# Selected text
# # # # # # #

Set an Intention to Reflect on the Past Year and Allow Yourself to Grow and Move On.

Guest Blogger Craig Dobson, Team Lead Beyond the Classroom

Reflection is a healthy, appropriate activity for you and your family to complete regularly. This might be something you do on a daily, weekly, or monthly basis. You may also find that you are too busy to even make dinner between work, school, and activities, let alone time to reflect on your day. But intentional, mindful reflection is so important and can have a big positive impact on your life.  

When we reflect, it helps our brain connect our memories to our emotions and provides valuable perspective on our experiences. Regular reflection helps us to understand why a situation happened the way that it did and what we can learn from it. This is all part of the learning experience. If you set an intention to allow your mind time for reflection you are more likely to have less stress, reduce resentment over past situations, and increase positive emotions. 

Thinking about life since the pandemic began until today, here are some powerful questions to ask yourself.

  • How often are you reflecting on your life?
    • Do you have a conversation with your children about self-reflection? Do you have conversations about COVID-19 with your children? Are you both sick of hearing about it?
    • What are your children sharing about how they feel? 
    • If your children are younger, do they remember before March 2020, aka “the before times”? Do you?
    • What strengths have they been using to cope?  What strengths has your family relied on this year?

# # # # # # #

# Data for analysis
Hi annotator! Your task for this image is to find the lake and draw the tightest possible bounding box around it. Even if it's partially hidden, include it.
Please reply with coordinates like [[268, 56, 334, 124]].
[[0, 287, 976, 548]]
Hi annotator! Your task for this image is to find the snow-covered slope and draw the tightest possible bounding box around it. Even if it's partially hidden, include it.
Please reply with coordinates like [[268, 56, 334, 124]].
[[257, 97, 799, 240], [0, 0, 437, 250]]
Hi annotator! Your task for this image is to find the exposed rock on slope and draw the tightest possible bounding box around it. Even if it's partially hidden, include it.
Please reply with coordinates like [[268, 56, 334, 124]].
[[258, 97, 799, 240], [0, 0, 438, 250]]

# # # # # # #

# Parts of the exercise
[1] According to the reflection blog post, what does reflecting help our brain do?
[2] Transcribe the portion of the reflection blog post starting at "When we reflect, it" and ending at "how they feel?".
The listing has no connection to the reflection blog post.

# List of solutions
[1] It helps our brain connect our memories to our emotions and provides valuable perspective on our experiences.

[2]
When we reflect, it helps our brain connect our memories to our emotions and provides valuable perspective on our experiences. Regular reflection helps us to understand why a situation happened the way that it did and what we can learn from it. This is all part of the learning experience. If you set an intention to allow your mind time for reflection you are more likely to have less stress, reduce resentment over past situations, and increase positive emotions. 

Thinking about life since the pandemic began until today, here are some powerful questions to ask yourself.

  • How often are you reflecting on your life?
    • Do you have a conversation with your children about self-reflection? Do you have conversations about COVID-19 with your children? Are you both sick of hearing about it?
    • What are your children sharing about how they feel?